Data entries

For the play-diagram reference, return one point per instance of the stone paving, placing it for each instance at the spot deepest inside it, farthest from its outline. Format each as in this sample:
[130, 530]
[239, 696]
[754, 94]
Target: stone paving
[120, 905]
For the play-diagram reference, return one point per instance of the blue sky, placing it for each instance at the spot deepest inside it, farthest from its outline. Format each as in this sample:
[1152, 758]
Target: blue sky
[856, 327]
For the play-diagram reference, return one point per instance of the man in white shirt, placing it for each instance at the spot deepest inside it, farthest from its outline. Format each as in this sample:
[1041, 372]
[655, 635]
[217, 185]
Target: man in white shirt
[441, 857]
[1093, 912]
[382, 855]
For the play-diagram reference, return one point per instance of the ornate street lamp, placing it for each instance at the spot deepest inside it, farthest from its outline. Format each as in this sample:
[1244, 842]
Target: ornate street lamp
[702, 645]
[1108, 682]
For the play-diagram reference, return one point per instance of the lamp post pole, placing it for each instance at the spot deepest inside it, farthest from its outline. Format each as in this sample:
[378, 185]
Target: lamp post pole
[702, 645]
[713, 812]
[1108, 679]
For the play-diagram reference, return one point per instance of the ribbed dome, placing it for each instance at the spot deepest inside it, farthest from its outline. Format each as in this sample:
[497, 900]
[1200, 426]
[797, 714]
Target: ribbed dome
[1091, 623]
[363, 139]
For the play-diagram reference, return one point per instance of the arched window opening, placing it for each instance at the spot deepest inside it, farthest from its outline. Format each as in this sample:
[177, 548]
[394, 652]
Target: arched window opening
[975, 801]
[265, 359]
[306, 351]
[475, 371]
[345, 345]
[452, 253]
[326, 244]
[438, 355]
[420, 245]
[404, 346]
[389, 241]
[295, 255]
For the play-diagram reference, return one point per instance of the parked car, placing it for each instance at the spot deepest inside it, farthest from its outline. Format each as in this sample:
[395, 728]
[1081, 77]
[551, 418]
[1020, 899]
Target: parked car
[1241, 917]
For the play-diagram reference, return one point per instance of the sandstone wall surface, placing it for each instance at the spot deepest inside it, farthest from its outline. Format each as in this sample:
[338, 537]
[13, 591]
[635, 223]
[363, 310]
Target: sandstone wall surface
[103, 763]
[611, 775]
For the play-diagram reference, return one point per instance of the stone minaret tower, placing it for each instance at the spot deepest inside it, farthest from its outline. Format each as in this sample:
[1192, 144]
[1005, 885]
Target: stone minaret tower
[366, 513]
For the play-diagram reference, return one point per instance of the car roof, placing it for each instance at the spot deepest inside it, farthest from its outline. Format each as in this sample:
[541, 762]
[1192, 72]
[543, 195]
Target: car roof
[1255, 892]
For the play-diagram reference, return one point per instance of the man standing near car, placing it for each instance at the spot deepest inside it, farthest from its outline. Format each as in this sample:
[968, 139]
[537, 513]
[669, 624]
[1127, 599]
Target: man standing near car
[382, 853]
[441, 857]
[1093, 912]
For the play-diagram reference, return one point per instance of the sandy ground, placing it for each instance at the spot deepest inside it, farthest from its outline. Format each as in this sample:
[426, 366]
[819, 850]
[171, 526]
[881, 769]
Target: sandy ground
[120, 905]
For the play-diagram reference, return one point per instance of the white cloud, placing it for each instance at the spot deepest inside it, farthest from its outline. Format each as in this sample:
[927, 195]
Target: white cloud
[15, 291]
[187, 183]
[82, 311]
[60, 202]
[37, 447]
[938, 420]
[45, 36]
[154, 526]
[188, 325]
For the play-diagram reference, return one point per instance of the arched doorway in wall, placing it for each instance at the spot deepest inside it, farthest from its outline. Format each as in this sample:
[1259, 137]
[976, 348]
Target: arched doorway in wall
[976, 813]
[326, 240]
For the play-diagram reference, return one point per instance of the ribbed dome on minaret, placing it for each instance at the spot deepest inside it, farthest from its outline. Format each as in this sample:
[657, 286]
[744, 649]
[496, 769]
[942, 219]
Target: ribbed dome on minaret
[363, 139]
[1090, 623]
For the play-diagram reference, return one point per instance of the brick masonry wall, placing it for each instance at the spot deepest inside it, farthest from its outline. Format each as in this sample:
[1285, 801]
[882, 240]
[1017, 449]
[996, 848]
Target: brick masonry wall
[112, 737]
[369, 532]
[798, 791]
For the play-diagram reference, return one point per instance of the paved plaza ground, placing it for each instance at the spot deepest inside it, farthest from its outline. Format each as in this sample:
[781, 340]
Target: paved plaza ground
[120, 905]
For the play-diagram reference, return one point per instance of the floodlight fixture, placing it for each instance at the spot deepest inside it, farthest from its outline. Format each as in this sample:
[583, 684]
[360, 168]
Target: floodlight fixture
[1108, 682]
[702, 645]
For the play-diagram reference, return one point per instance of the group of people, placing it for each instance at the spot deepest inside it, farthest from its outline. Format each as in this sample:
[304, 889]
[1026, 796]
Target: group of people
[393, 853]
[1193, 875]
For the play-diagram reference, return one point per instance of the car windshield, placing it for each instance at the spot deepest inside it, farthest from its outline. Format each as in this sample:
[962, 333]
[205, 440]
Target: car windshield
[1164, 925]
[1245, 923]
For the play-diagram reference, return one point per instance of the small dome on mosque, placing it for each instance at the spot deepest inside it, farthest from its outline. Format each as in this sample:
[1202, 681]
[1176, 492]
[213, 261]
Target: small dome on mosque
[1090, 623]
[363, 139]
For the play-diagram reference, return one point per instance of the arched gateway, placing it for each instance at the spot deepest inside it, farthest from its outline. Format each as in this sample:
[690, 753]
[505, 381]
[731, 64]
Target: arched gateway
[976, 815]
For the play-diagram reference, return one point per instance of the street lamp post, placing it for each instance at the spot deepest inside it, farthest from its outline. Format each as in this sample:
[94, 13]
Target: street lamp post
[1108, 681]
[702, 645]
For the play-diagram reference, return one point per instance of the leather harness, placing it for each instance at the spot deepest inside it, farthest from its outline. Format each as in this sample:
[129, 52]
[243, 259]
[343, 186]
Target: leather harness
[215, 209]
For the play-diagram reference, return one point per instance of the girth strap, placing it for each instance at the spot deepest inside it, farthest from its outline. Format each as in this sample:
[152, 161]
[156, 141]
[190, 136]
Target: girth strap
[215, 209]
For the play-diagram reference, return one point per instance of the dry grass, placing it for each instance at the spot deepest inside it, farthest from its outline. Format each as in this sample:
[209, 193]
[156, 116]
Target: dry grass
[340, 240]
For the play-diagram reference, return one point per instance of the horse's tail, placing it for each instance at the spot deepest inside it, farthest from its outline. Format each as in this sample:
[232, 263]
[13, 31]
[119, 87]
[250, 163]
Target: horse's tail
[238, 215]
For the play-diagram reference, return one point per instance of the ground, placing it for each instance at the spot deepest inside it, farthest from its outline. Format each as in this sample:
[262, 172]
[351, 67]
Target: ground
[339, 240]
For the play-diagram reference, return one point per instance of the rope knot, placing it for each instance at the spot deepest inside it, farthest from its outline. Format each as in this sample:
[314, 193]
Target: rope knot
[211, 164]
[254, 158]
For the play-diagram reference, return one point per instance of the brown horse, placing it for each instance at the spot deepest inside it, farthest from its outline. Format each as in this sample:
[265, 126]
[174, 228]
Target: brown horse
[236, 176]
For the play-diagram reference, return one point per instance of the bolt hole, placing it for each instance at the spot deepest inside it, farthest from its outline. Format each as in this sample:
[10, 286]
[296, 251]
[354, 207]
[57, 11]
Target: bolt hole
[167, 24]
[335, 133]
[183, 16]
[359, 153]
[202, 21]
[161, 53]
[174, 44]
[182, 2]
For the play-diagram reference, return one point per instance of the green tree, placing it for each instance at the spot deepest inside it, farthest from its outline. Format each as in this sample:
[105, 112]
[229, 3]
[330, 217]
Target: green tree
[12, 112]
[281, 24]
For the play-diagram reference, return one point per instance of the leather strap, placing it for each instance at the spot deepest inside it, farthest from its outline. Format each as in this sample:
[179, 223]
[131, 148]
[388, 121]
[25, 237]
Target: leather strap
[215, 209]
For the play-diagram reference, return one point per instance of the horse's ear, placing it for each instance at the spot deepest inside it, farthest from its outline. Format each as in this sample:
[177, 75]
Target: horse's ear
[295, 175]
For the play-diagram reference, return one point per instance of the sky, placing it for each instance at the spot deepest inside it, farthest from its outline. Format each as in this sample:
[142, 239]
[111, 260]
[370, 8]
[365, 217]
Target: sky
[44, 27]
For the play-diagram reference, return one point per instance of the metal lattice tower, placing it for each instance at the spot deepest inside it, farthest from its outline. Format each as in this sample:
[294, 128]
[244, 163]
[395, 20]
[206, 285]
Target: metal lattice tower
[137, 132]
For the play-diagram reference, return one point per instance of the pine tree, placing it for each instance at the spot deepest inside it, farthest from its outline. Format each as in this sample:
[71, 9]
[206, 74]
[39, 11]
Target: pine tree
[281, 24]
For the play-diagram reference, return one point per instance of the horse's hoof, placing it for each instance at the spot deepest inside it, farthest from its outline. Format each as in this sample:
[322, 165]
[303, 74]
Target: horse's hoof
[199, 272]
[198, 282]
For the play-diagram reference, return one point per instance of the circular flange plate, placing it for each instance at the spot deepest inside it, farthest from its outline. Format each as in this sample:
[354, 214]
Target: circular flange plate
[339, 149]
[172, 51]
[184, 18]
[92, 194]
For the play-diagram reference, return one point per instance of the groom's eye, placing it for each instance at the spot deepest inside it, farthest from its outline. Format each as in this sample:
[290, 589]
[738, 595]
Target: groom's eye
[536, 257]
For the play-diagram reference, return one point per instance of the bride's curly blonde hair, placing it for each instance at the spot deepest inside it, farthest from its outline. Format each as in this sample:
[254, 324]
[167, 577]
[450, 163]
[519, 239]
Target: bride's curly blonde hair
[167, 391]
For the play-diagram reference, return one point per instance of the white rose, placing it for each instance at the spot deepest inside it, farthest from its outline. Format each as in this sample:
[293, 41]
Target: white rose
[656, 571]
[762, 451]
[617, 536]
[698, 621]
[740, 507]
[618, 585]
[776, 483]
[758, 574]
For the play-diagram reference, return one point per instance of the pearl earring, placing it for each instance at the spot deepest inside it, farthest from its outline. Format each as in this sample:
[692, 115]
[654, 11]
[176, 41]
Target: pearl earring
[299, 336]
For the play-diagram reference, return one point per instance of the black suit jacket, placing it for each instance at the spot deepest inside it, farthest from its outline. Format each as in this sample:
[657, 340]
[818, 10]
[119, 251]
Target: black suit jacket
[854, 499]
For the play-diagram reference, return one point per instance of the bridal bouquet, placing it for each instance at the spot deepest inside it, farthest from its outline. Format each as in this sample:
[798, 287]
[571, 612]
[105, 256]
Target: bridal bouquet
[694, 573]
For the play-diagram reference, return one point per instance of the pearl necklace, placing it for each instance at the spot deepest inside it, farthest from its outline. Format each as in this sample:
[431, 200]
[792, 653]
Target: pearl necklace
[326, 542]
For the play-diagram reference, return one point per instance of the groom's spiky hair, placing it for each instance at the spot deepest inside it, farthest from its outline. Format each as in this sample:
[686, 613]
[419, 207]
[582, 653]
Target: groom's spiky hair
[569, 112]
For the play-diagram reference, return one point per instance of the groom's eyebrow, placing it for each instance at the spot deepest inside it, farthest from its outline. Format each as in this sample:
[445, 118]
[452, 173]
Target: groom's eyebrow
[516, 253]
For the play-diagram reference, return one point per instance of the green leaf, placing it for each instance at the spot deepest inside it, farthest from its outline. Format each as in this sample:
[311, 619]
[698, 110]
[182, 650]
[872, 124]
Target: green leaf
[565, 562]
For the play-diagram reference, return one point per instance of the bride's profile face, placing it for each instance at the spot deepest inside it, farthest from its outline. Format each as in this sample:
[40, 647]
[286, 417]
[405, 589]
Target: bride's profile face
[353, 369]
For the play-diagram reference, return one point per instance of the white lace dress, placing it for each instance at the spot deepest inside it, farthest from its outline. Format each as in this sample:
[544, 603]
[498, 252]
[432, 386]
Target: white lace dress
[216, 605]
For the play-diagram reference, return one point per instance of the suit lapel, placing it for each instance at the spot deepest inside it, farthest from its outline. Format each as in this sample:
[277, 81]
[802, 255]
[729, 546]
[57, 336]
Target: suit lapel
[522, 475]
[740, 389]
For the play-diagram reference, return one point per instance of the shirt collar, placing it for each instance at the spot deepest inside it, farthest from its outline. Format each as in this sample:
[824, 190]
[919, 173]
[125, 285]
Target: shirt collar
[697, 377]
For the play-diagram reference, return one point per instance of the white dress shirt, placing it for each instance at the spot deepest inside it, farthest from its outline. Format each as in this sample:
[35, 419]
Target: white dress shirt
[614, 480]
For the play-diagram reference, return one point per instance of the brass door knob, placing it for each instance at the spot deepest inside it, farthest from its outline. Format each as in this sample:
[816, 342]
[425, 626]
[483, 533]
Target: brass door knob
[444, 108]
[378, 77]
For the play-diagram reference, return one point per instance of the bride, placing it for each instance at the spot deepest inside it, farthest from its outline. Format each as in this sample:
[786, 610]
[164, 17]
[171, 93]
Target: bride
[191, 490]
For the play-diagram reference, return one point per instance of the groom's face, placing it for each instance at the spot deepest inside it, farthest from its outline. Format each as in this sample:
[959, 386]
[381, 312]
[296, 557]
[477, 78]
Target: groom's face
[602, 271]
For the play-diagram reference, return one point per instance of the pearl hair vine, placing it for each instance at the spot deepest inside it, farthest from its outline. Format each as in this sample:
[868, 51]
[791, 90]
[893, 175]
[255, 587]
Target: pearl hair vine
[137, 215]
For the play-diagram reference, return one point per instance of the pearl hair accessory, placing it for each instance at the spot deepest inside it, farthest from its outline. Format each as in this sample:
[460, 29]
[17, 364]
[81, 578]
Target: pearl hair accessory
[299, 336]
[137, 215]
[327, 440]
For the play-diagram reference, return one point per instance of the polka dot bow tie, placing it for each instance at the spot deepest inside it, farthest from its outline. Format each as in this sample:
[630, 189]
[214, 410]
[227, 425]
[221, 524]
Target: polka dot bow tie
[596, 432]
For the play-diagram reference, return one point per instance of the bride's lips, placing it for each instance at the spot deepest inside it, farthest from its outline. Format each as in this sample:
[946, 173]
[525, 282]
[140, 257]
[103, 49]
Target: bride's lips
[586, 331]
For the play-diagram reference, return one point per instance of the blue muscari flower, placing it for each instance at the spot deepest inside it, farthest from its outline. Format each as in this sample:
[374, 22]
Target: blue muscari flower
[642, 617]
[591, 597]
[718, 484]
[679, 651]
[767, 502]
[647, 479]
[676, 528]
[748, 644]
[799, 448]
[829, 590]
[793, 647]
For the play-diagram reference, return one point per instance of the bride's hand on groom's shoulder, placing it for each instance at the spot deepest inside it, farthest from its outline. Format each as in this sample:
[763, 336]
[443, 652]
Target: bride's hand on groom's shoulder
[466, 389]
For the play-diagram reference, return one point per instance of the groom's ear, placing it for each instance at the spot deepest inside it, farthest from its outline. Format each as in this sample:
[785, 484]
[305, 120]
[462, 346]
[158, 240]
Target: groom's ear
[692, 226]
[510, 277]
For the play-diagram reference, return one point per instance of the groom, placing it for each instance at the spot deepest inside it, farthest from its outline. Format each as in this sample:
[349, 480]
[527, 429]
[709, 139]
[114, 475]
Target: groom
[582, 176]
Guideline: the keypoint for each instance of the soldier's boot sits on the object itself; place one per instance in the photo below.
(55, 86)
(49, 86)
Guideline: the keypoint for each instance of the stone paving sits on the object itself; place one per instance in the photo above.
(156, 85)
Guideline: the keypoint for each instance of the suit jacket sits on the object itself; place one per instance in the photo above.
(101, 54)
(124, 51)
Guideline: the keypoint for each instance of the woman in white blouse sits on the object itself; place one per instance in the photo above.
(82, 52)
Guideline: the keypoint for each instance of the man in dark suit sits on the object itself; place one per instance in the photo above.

Task brief
Retype only this portion of the data above: the line containing "ribbed dome, placing", the line containing "[1192, 144]", and all lines between them, exactly.

Answer box
For the play-diagram reference, return one point per instance of the ribbed dome, placing it for each instance at the spot deepest inside it, farthest from its outline. Format each as in this sample:
[497, 900]
[1200, 426]
[797, 714]
Target: ribbed dome
[1091, 623]
[363, 139]
For the play-diagram reference, return one point per instance of the arched window opening, placing it for each instance at the spot deepest inside it, farthest from its outline. Format each as in this sample:
[177, 548]
[394, 652]
Target: arched window opening
[975, 801]
[265, 359]
[306, 351]
[475, 371]
[345, 345]
[452, 253]
[326, 244]
[438, 355]
[420, 245]
[404, 346]
[389, 241]
[295, 255]
For the play-diagram reference, return one point per instance of the parked car, placing it for each instance at the spot deepest inside it, farthest from its outline. Format each as in this sample:
[395, 728]
[1081, 77]
[551, 418]
[1020, 899]
Target: parked car
[1241, 917]
For the play-diagram reference, return one point per instance of the sandstone wall surface, placing it for each instance at the spot deepest inside it, farthest from its outline. Format each as in this sample:
[338, 537]
[13, 591]
[635, 223]
[363, 310]
Target: sandstone wall surface
[103, 763]
[611, 775]
For the play-diagram reference, return one point per instance of the stone minaret tower, placing it for each instance at the spot deepest inside it, farthest from its outline. Format each as in this sample:
[1192, 144]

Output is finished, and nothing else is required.